## [Work task]
Across the entries below, how many lines have the word "blue" in them? Respond with only the number.

## [Information provided]
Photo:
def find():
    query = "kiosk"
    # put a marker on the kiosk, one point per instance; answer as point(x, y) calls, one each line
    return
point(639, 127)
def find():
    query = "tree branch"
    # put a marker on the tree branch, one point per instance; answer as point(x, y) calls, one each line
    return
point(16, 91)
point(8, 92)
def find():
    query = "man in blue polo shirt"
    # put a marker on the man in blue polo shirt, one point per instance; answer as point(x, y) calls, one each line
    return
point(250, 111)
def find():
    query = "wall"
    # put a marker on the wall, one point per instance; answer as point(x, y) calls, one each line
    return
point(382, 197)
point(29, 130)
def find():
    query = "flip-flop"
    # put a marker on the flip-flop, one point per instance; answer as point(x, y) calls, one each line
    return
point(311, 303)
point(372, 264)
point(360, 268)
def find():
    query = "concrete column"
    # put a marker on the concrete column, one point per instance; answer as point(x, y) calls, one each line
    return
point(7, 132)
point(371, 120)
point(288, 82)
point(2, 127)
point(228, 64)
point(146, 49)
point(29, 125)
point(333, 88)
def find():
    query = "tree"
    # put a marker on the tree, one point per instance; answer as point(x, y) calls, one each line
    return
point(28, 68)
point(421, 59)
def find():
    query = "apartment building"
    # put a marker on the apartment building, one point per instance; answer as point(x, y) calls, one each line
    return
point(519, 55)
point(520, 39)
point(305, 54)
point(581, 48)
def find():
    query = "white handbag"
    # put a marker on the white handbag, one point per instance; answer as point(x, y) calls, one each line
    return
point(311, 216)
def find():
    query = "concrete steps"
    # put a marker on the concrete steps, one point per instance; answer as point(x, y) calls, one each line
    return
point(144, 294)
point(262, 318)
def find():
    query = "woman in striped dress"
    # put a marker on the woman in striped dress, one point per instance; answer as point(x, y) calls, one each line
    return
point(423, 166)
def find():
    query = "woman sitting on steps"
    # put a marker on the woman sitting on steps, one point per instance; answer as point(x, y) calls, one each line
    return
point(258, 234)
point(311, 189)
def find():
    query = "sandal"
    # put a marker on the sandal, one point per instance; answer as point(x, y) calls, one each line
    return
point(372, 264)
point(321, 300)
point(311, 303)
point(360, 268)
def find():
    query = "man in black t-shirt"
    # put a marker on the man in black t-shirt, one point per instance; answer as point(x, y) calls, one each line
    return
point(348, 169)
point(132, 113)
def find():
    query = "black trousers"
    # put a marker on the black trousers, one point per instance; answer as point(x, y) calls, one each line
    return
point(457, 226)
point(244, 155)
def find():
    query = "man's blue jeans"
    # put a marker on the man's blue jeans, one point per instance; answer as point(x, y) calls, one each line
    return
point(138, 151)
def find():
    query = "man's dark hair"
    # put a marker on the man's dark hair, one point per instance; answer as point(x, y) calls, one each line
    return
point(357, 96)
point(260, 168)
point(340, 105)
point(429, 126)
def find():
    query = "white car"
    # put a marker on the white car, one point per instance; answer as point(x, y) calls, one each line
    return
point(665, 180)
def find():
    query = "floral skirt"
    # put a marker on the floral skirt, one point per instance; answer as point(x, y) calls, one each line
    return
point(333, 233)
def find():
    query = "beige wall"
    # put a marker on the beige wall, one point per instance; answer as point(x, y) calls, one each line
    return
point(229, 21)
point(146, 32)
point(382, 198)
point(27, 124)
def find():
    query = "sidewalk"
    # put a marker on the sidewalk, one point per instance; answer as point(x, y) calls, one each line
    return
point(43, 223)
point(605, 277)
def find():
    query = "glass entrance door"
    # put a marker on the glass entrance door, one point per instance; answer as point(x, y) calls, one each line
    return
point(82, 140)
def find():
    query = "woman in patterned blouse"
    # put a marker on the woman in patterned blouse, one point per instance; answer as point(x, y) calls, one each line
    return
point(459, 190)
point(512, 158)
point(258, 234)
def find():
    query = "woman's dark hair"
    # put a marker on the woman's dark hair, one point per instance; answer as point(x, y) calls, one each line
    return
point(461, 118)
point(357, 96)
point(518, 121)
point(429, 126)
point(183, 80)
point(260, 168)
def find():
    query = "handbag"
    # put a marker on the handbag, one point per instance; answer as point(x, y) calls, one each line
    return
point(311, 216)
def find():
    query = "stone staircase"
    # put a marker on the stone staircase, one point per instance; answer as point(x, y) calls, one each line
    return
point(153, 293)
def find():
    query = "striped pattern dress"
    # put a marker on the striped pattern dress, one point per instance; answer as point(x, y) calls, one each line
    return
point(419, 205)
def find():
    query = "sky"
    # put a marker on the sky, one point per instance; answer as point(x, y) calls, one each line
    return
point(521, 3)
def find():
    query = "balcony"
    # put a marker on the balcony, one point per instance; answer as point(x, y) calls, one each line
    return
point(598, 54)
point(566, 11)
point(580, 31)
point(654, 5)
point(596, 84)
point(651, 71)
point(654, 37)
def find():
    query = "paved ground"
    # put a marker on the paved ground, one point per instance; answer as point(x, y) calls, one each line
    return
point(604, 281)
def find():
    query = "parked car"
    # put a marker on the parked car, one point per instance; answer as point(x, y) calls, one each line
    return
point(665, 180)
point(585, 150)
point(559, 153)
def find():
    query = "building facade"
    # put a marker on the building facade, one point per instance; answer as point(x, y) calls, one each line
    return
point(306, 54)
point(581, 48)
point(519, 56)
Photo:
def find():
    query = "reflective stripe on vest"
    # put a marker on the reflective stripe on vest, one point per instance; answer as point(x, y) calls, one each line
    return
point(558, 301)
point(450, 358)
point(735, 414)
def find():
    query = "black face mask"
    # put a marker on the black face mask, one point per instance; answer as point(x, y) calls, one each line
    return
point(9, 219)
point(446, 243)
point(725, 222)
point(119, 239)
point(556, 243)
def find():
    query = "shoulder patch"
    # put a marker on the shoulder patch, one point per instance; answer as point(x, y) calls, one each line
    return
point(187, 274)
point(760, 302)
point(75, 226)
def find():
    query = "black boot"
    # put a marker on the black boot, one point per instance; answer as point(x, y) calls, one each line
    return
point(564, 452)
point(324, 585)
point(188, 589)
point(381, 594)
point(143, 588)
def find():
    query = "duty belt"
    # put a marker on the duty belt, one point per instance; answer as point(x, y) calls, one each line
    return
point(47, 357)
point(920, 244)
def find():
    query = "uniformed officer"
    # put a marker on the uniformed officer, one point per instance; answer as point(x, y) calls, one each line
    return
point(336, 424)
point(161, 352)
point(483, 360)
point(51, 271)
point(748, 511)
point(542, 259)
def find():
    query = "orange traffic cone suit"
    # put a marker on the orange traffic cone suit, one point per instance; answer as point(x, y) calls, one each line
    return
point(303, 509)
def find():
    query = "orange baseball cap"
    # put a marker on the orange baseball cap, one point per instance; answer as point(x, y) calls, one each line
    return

## [Result of this task]
4